▸ **WHAT IS EXPECTED**:
Reproduce the data below word for word, setting aside any picture it holds.

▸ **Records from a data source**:
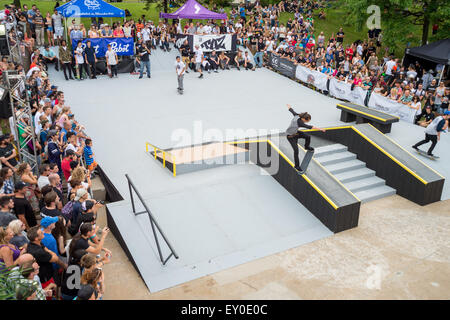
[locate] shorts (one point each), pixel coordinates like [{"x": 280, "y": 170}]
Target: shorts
[
  {"x": 92, "y": 166},
  {"x": 59, "y": 31}
]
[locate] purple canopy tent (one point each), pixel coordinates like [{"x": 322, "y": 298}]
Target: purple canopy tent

▸ **OUTPUT OF THE TASK**:
[locate] shorts (one point each), pixel coordinates like [{"x": 280, "y": 170}]
Target: shorts
[
  {"x": 92, "y": 166},
  {"x": 59, "y": 31}
]
[locate] purple canopy tent (one point each), pixel coordinates like [{"x": 322, "y": 298}]
Target: purple canopy tent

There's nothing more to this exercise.